* EXCERPT PROVIDED *
>> Begin

Do you see The Limits of Control as a challenge to the overriding passiveness of many audiences?
I guess in a way, although again I think it’s like a trance or a trip that they can take. They don’t have to bring anything, you don’t have to bring a thinking cap, you know. But if the film works on them then I think they’ll start appreciating the details and all the layers we put in there, but tried to put in in an off-hand way, not pointedly. There’s a lot of layers in there and unfortunately for our distributors I think it’s a better experience if you’ve seen it more than once. [Although] it’s hard enough to get [people] to see it at all!
When I was watching this film at one point it suddenly occurred to me that so much of it seemed to be about architecture.
[It’s] not particularly about architecture but about the things around one that form your consciousness or that feed your consciousness. So that’s visual things, architecture, the way cities are designed, spaces and interiors. But it’s also music and sound and motion and textual things that you receive. So architecture is a part of it but I don’t think it’s any more important than other elements of the film, [such as] the rhythm of it musically [or] how shots move together.
The reason I picked up the thing about the architecture was because of the way you shoot buildings, in particular there’s one scene of a staircase (and it’s repeated a couple of times) in the Madrid apartment block. It’s shot from a very unusual angle, it’s almost like you can’t figure it out when you first see it and suddenly you pan around and you sort of get your bearings… I thought it was a fantastic shot. Something that I really appreciated from the film was these shots which were unexpected where we suddenly get a new angle on things. I know some critics have picked up on an almost iconoclastic aspect to the film and I wondered how much it was your intention to deliberately create images which challenge the way we normally look at things.
Well in a way we were. One inspiration for us was the film Point Blank by John Boorman which is also very architectural in a funny way, now that you say it, although I’m not sure I really saw it in that way before. But every shot in that film is very striking and yet some of them are confusing in terms of reflection and dreams within dreams. And we were really inspired by that… we were thinking, that’s an interesting approach, let’s try and make every shot in the film somehow interesting. And Christopher Doyle is really the best guy I know on the planet to do that kind of thing; he thinks in the moment, he wants every shot to be dynamic, he cringes at visual clichés. So we’re like brothers in a certain way and our inspirations come not just from cinema but from poetry and painting and books and music and architecture and experiences and dialogue and language: we were very connected in that way so we were looking for a kind of style in the film that would not be clichéd.

>> End

* SUPPLIED RECORDS *
>> Begin

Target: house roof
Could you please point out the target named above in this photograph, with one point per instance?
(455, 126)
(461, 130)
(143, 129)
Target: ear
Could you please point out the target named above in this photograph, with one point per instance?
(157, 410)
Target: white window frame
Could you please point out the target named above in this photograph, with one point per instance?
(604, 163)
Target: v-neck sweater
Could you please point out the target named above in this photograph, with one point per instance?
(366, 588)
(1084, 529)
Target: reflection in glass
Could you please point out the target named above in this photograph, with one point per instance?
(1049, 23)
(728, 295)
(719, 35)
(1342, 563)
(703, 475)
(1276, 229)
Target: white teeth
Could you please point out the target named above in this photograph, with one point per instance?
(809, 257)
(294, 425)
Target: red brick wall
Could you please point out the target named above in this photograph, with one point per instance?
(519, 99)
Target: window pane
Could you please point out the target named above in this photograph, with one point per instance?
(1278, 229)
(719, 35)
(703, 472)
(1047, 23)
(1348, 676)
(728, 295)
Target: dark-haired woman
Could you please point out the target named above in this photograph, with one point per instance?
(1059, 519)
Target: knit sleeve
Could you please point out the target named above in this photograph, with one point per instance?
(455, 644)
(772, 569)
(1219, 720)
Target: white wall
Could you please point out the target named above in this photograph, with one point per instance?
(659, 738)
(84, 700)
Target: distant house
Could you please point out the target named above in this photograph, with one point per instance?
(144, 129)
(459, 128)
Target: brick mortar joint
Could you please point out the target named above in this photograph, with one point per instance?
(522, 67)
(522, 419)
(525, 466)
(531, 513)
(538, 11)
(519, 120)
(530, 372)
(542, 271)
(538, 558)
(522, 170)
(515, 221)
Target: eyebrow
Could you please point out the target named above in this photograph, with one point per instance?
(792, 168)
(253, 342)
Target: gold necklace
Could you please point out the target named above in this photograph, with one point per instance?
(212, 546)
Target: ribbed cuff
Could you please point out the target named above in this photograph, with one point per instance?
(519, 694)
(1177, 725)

>> End

* PROBLEM A *
Print the passage from the interview on The Limits of Control between "I guess in a" and "be about architecture.", inclusive.
* PROBLEM B *
Answer these from the interview on The Limits of Control:
(i) In which city is the apartment block with the repeated staircase shot?
(ii) Which John Boorman film is cited as an inspiration?
(iii) Who is called the best person on the planet for making every shot interesting?

* COMPLETE OUTPUT A *
I guess in a way, although again I think it’s like a trance or a trip that they can take. They don’t have to bring anything, you don’t have to bring a thinking cap, you know. But if the film works on them then I think they’ll start appreciating the details and all the layers we put in there, but tried to put in in an off-hand way, not pointedly. There’s a lot of layers in there and unfortunately for our distributors I think it’s a better experience if you’ve seen it more than once. [Although] it’s hard enough to get [people] to see it at all!
When I was watching this film at one point it suddenly occurred to me that so much of it seemed to be about architecture.

* COMPLETE OUTPUT B *
(i) Madrid
(ii) Point Blank
(iii) Christopher Doyle